### [What you should do]
From the data that follows, copy every line with the string "window".

### [Entries supplied]
* * * *
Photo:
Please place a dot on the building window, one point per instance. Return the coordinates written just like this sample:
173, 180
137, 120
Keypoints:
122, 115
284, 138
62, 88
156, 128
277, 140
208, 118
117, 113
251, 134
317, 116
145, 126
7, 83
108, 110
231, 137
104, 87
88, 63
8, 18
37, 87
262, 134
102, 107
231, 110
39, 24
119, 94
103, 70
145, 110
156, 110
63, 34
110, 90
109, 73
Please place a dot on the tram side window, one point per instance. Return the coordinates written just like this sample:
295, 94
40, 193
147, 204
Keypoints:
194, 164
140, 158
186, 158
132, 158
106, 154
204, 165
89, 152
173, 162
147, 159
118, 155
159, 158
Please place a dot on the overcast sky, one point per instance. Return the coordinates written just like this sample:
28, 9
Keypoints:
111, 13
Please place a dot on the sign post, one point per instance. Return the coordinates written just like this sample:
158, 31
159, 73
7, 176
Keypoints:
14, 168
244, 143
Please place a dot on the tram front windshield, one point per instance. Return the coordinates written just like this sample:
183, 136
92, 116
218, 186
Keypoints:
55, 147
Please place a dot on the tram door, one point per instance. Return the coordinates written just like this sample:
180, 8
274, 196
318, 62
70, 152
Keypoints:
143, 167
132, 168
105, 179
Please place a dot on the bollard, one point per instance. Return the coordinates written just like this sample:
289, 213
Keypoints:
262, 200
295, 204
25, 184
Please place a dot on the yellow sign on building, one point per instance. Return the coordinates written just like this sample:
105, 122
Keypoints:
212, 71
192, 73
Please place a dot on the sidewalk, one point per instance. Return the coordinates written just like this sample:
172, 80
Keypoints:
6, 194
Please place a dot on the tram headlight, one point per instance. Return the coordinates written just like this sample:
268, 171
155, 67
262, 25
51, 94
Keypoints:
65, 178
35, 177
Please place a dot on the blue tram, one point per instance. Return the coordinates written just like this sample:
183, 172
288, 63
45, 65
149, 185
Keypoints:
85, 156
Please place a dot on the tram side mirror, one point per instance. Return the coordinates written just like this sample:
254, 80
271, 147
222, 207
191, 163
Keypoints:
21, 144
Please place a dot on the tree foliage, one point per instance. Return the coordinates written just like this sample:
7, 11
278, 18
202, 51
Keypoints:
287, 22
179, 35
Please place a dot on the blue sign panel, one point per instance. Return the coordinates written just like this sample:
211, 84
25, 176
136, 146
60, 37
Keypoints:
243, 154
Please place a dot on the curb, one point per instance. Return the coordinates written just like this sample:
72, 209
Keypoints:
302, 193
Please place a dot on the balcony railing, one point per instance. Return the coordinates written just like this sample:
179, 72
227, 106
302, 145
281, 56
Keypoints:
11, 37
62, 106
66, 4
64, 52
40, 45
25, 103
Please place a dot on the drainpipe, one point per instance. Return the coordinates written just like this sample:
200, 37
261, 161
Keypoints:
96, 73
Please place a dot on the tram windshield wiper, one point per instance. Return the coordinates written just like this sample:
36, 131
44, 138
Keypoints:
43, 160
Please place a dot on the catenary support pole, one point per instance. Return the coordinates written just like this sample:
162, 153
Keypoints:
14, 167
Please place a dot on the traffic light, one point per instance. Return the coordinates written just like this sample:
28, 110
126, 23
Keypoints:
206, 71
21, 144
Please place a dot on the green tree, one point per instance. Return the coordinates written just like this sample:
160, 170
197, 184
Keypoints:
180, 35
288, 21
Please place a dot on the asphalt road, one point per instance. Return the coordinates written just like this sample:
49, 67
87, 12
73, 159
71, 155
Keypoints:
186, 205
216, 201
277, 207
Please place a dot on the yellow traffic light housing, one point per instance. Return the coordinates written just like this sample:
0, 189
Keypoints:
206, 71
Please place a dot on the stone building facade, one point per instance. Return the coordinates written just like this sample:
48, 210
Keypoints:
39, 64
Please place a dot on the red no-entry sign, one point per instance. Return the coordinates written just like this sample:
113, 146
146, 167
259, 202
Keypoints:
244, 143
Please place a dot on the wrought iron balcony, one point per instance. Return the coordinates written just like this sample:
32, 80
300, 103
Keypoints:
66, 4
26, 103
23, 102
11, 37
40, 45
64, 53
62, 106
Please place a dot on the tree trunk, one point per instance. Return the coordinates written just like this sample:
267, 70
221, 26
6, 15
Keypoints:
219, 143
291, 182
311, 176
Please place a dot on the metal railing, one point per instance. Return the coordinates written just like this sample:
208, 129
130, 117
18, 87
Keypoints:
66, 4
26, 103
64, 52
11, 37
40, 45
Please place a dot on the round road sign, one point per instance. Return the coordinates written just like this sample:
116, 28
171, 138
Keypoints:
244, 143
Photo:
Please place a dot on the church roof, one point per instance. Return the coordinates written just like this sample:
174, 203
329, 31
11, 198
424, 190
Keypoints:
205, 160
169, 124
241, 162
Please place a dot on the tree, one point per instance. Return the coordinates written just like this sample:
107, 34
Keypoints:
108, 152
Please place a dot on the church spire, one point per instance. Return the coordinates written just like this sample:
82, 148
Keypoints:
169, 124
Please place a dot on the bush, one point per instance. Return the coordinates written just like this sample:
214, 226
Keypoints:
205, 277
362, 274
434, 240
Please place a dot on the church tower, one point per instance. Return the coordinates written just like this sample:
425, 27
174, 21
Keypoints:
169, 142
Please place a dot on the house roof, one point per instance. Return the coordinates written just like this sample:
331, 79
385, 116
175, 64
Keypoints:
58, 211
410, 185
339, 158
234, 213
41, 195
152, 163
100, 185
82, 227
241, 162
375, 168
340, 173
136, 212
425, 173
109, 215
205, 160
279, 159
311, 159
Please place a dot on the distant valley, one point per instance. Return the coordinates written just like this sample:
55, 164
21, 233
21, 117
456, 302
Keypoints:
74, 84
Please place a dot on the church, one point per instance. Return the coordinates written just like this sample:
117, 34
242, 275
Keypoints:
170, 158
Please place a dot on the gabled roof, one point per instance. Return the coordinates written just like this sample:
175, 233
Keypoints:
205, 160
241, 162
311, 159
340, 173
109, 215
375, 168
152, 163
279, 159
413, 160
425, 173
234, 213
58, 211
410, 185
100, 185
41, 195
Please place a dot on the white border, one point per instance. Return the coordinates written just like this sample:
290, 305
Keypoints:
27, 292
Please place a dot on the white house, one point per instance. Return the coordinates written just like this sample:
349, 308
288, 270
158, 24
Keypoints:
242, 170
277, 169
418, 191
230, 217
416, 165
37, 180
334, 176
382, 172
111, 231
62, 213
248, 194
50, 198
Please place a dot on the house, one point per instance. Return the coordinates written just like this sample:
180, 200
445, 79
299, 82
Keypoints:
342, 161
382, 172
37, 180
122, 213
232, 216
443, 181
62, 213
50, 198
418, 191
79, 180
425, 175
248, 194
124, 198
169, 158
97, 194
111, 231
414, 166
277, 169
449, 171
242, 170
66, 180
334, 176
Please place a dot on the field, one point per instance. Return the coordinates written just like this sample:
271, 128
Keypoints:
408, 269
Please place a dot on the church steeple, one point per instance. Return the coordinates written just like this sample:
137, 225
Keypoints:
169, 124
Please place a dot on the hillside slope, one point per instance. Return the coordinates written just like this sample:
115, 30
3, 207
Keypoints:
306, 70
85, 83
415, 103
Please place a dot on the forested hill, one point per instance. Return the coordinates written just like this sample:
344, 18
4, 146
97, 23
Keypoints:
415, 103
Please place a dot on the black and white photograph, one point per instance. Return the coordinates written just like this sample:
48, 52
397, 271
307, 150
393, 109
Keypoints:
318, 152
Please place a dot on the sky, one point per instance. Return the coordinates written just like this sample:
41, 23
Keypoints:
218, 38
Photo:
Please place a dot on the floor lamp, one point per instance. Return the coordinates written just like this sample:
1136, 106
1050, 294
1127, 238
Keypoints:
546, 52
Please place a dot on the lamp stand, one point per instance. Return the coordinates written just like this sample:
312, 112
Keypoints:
* * * *
### [Solution to this task]
Please place a dot on the building window, one point per instance. Return the coordinates written just like this sample:
Please place a dot on the tram side window, one point per instance. Return the coordinates written just like this sample:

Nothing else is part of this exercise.